## [What you should do]
Put every line of the rows below into a JSON list of strings, one string per line, with blank lines and the pictures left out.

## [Entries supplied]
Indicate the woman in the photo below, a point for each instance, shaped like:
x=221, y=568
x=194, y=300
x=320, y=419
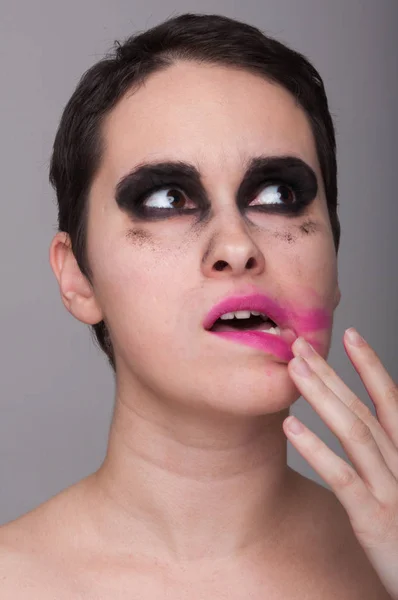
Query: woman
x=195, y=173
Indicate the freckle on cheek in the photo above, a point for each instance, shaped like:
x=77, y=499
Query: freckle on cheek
x=286, y=236
x=139, y=237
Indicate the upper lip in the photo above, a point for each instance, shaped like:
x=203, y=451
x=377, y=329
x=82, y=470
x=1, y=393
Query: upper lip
x=258, y=302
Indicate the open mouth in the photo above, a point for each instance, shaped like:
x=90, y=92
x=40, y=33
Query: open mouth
x=245, y=321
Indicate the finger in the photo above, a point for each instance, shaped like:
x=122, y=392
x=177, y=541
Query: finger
x=343, y=392
x=380, y=386
x=354, y=435
x=345, y=482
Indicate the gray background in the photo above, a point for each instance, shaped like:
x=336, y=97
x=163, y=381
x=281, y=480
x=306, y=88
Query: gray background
x=56, y=390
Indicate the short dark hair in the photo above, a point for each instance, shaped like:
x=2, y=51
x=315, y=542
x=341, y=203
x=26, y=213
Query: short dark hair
x=208, y=39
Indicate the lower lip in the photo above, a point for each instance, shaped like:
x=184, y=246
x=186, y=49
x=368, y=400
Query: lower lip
x=267, y=342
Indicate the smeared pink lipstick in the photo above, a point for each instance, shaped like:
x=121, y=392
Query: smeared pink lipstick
x=277, y=345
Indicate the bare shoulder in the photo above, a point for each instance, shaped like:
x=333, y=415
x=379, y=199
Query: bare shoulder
x=341, y=561
x=32, y=560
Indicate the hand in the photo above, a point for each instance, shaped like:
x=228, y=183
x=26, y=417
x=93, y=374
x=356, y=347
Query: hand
x=369, y=493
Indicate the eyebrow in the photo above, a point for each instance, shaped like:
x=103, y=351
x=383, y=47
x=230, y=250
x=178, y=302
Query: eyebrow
x=257, y=168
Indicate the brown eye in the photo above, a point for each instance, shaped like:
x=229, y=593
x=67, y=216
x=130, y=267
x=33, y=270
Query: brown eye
x=275, y=194
x=166, y=198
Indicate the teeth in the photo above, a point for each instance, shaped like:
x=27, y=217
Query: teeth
x=273, y=330
x=241, y=314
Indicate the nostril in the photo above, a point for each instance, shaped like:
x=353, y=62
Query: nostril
x=220, y=265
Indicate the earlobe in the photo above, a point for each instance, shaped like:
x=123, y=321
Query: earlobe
x=77, y=293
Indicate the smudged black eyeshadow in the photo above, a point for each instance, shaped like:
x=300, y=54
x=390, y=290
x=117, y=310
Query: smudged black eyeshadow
x=144, y=180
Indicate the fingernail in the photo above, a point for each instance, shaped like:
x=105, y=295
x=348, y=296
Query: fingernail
x=354, y=338
x=295, y=426
x=301, y=367
x=304, y=348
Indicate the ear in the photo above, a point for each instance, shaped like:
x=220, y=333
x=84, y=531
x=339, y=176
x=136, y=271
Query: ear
x=76, y=292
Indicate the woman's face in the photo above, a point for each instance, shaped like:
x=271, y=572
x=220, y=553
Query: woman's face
x=157, y=270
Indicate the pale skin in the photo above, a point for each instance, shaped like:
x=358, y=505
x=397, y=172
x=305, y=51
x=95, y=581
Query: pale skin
x=195, y=498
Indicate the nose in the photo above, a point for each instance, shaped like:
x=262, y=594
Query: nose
x=232, y=251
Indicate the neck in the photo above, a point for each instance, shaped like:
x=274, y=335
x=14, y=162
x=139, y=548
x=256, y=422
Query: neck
x=191, y=488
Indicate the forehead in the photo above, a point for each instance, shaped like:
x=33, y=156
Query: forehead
x=212, y=116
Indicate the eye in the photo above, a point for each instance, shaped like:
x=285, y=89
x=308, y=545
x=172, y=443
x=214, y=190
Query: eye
x=278, y=193
x=166, y=198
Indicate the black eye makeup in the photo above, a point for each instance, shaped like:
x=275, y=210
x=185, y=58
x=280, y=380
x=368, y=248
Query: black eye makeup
x=290, y=182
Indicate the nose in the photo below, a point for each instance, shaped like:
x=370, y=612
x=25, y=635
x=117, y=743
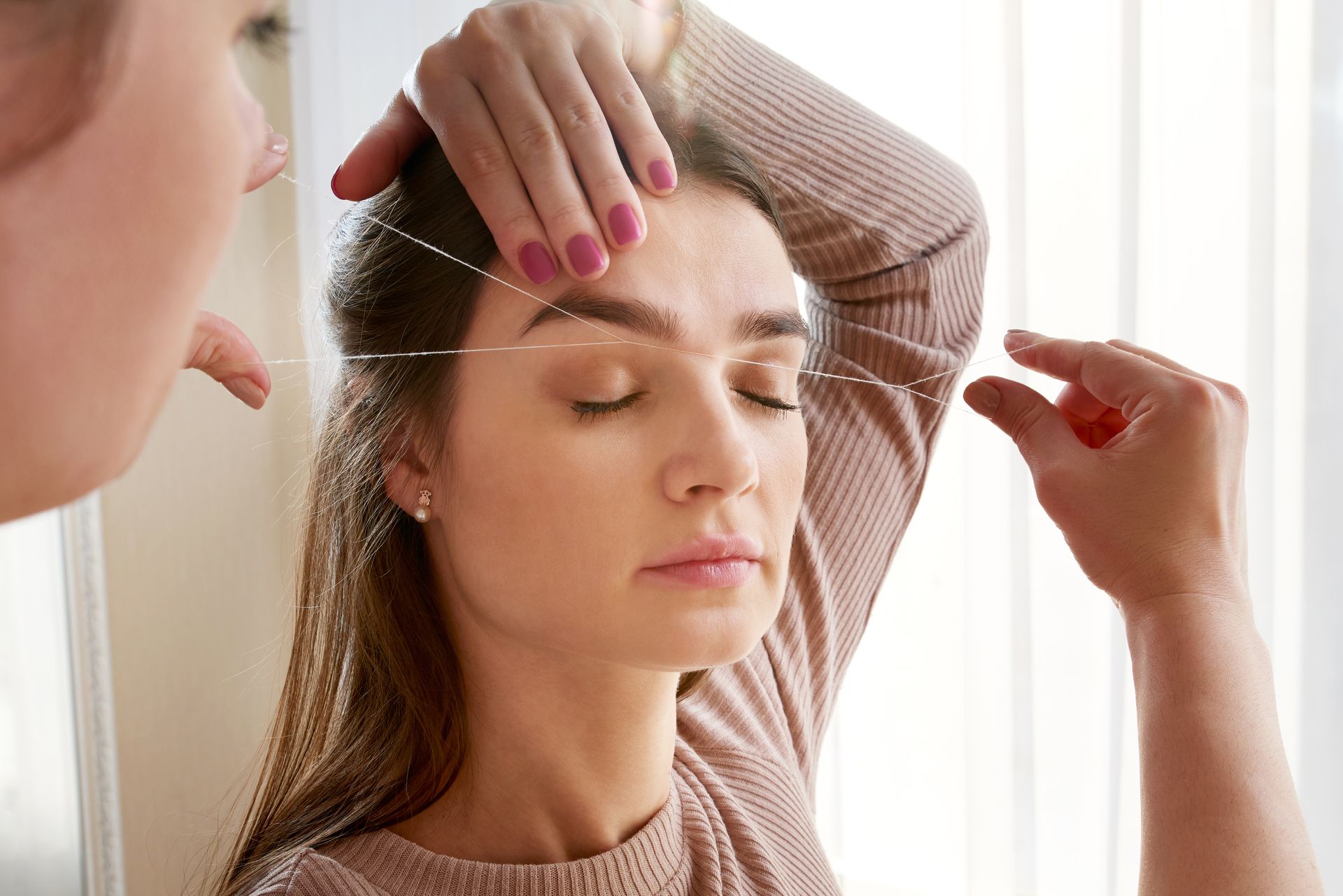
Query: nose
x=715, y=452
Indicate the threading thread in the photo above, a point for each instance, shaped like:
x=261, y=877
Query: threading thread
x=614, y=336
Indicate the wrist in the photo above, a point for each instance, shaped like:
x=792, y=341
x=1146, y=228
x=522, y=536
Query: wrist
x=1179, y=616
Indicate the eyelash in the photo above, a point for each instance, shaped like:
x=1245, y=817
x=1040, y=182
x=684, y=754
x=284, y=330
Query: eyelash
x=269, y=34
x=604, y=408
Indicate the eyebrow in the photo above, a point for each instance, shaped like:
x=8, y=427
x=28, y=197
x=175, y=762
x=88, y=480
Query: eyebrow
x=661, y=324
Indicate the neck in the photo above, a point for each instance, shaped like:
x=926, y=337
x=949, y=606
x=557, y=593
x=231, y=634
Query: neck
x=569, y=757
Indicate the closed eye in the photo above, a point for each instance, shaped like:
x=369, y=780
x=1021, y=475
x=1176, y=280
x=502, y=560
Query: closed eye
x=776, y=406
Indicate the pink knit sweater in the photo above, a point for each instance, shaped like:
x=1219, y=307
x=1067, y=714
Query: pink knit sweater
x=890, y=239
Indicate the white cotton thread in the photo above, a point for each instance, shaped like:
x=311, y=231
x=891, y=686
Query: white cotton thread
x=614, y=336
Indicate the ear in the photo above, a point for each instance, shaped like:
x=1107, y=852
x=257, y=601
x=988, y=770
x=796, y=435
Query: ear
x=404, y=468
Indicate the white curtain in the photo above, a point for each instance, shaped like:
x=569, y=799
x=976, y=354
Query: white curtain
x=1153, y=171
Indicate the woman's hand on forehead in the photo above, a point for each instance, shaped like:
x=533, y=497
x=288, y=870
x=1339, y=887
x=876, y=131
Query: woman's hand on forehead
x=528, y=100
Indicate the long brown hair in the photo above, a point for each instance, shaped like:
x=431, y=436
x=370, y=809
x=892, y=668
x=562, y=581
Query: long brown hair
x=55, y=57
x=371, y=725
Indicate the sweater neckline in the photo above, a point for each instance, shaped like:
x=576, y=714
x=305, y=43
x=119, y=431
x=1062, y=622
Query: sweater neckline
x=642, y=865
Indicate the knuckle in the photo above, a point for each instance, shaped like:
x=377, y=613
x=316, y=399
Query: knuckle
x=570, y=215
x=629, y=97
x=537, y=140
x=487, y=159
x=518, y=225
x=1198, y=395
x=582, y=116
x=432, y=64
x=480, y=24
x=1020, y=421
x=613, y=185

## [Output for this task]
[
  "Indicate the woman in the photo below, a point for each instance, shaped like:",
  "x=221, y=568",
  "x=194, y=300",
  "x=320, y=419",
  "Query: woman",
  "x=195, y=173",
  "Indicate the freckle on cheek in the photo above, a point for each instance, shaped like:",
  "x=77, y=499",
  "Query: freckle on cheek",
  "x=286, y=236",
  "x=139, y=237",
  "Indicate the upper lip in the photo above, a point for each instance, shaped like:",
  "x=203, y=451",
  "x=377, y=329",
  "x=82, y=470",
  "x=1, y=393",
  "Query: upper lip",
  "x=258, y=302",
  "Indicate the open mouth in the photo above, a point for each instance, shaped like:",
  "x=90, y=92",
  "x=40, y=33",
  "Query: open mouth",
  "x=245, y=321",
  "Indicate the finger in the photo above, a point for each instance, shaped like:",
  "x=122, y=392",
  "x=177, y=541",
  "Query: finger",
  "x=343, y=392",
  "x=380, y=386",
  "x=354, y=435",
  "x=345, y=482",
  "Indicate the gray background in the photo above, a point for each instance, shaped like:",
  "x=336, y=97",
  "x=163, y=381",
  "x=281, y=480",
  "x=306, y=88",
  "Query: gray background",
  "x=56, y=390",
  "Indicate the short dark hair in the photo above, a point for each instance, shaped like:",
  "x=2, y=51",
  "x=315, y=542",
  "x=341, y=203",
  "x=26, y=213",
  "Query: short dark hair",
  "x=208, y=39",
  "Indicate the lower lip in the photo above, a point for each instance, shaped like:",
  "x=184, y=246",
  "x=186, y=49",
  "x=368, y=400",
  "Query: lower lip",
  "x=267, y=342",
  "Indicate the smeared pink lipstick in the photo above, a point for each instance, shaped like:",
  "x=121, y=392",
  "Query: smeared pink lipstick",
  "x=277, y=345",
  "Indicate the bare shoulder in the photo above, a point for each instance, shaped like:",
  "x=333, y=415",
  "x=379, y=199",
  "Query: bare shoulder",
  "x=341, y=561",
  "x=32, y=560",
  "Indicate the hand in the photo above, a point for each instance, shaped like:",
  "x=228, y=183",
  "x=26, y=417",
  "x=93, y=374",
  "x=356, y=347",
  "Query: hand",
  "x=369, y=493",
  "Indicate the eyebrow in the photo above, a point for each instance, shaped like:",
  "x=103, y=351",
  "x=383, y=47",
  "x=230, y=250",
  "x=178, y=302",
  "Query: eyebrow",
  "x=257, y=168",
  "Indicate the brown eye in the photo above, a point for each instance, shaped like:",
  "x=229, y=593",
  "x=67, y=216",
  "x=130, y=267",
  "x=33, y=270",
  "Query: brown eye",
  "x=275, y=194",
  "x=166, y=198",
  "Indicate the teeth in the photo above, a point for each instance, shaped like:",
  "x=27, y=217",
  "Query: teeth",
  "x=273, y=330",
  "x=241, y=314",
  "Indicate the nostril in the photo above, a point for each instance, shaped like:",
  "x=353, y=62",
  "Query: nostril",
  "x=220, y=265",
  "Indicate the earlobe in the photo above, a point for each instance, shaped like:",
  "x=123, y=321",
  "Query: earlobe",
  "x=77, y=293",
  "Indicate the smudged black eyeshadow in the photo above, a point for each instance, shaped like:",
  "x=300, y=54",
  "x=390, y=290",
  "x=117, y=310",
  "Query: smudged black eyeshadow",
  "x=144, y=180",
  "Indicate the fingernail in the photo above, a point for each instance, shaped like:",
  "x=105, y=295",
  "x=348, y=296",
  "Query: fingernail",
  "x=354, y=338",
  "x=295, y=426",
  "x=301, y=367",
  "x=304, y=348",
  "Indicate the ear in the photo above, a point for each instance, shaped like:",
  "x=220, y=333",
  "x=84, y=531",
  "x=339, y=176",
  "x=136, y=271",
  "Query: ear",
  "x=76, y=292",
  "Indicate the woman's face in the photo above, a point for each instance, shaped like:",
  "x=271, y=572",
  "x=220, y=553",
  "Query: woman's face",
  "x=157, y=270",
  "Indicate the pale skin in the photo above, a point for each instance, shaped like:",
  "x=358, y=505",
  "x=397, y=172",
  "x=305, y=51",
  "x=95, y=581",
  "Query: pale skin",
  "x=195, y=498",
  "Indicate the nose in the photo above, a point for each instance, shaped like:",
  "x=262, y=594",
  "Query: nose",
  "x=232, y=251",
  "Indicate the neck in the photo above, a point for each instance, shaped like:",
  "x=274, y=335",
  "x=14, y=162",
  "x=139, y=548",
  "x=256, y=422",
  "Query: neck",
  "x=191, y=488",
  "Indicate the forehead in the photo above, a point for each instance, shaped like:",
  "x=33, y=156",
  "Query: forehead",
  "x=212, y=116",
  "Indicate the eye in the photo above, a point for each instance, shaped like:",
  "x=285, y=89",
  "x=308, y=545",
  "x=172, y=443",
  "x=214, y=190",
  "Query: eye",
  "x=278, y=193",
  "x=166, y=198",
  "Indicate the black eye makeup in the photo above, a point for each instance, shaped like:",
  "x=275, y=210",
  "x=185, y=58",
  "x=280, y=380",
  "x=368, y=248",
  "Query: black eye makeup",
  "x=290, y=182",
  "Indicate the nose in the photo below, a point for each instance, shaped like:",
  "x=370, y=612",
  "x=25, y=635",
  "x=117, y=743",
  "Query: nose",
  "x=715, y=452",
  "Indicate the threading thread in the photo above, a point for each instance, shaped like:",
  "x=261, y=877",
  "Query: threading thread",
  "x=614, y=336",
  "Indicate the wrist in the photo above, a point for each instance, shaped like:",
  "x=792, y=341",
  "x=1146, y=228",
  "x=522, y=536",
  "Query: wrist",
  "x=1179, y=616",
  "Indicate the eyelash in the photo above, a point for each instance, shaped like:",
  "x=1245, y=817",
  "x=1040, y=182",
  "x=684, y=754",
  "x=284, y=330",
  "Query: eyelash",
  "x=269, y=34",
  "x=604, y=408",
  "Indicate the eyebrow in the photo above, a point for each instance, shaped like:",
  "x=8, y=427",
  "x=28, y=197",
  "x=175, y=762",
  "x=88, y=480",
  "Query: eyebrow",
  "x=661, y=324",
  "Indicate the neck in the photo above, a point for each instance, shaped like:",
  "x=926, y=337",
  "x=949, y=606",
  "x=557, y=593",
  "x=231, y=634",
  "Query: neck",
  "x=569, y=757",
  "Indicate the closed eye in the photo above, a point for each instance, shaped like:",
  "x=369, y=780",
  "x=1021, y=475",
  "x=1176, y=280",
  "x=502, y=560",
  "Query: closed eye",
  "x=776, y=406",
  "Indicate the pink knit sweater in the photo above, a point for each instance, shaped like:",
  "x=1219, y=307",
  "x=1067, y=714",
  "Query: pink knit sweater",
  "x=890, y=239",
  "Indicate the white cotton thread in the photo above, a point for each instance, shaped like:",
  "x=311, y=231",
  "x=891, y=686",
  "Query: white cotton thread",
  "x=614, y=336",
  "Indicate the ear in the photo above, a point for each instance, shaped like:",
  "x=1107, y=852",
  "x=257, y=601",
  "x=988, y=770",
  "x=796, y=435",
  "Query: ear",
  "x=404, y=468",
  "Indicate the white curtain in the photo above, a point for each instance, shaped like:",
  "x=569, y=799",
  "x=976, y=354",
  "Query: white curtain",
  "x=1153, y=171",
  "Indicate the woman's hand on forehead in the photo above, a point for each instance, shaped like:",
  "x=533, y=497",
  "x=288, y=870",
  "x=1339, y=887",
  "x=876, y=131",
  "Query: woman's hand on forehead",
  "x=528, y=100",
  "Indicate the long brown hair in the photo above, a point for each instance, shaped like:",
  "x=431, y=436",
  "x=370, y=809",
  "x=892, y=668",
  "x=562, y=581",
  "Query: long brown hair",
  "x=55, y=57",
  "x=371, y=725",
  "Indicate the sweater neckline in the photo above, a point for each instance, shaped like:",
  "x=576, y=714",
  "x=305, y=43",
  "x=119, y=431",
  "x=1062, y=622",
  "Query: sweater neckline",
  "x=642, y=865",
  "Indicate the knuckle in the photo above, a point for each instance, shaped like:",
  "x=377, y=613",
  "x=316, y=399",
  "Query: knuckle",
  "x=570, y=215",
  "x=629, y=97",
  "x=537, y=140",
  "x=487, y=159",
  "x=518, y=225",
  "x=1198, y=395",
  "x=582, y=116",
  "x=432, y=64",
  "x=480, y=24",
  "x=1020, y=421",
  "x=613, y=185"
]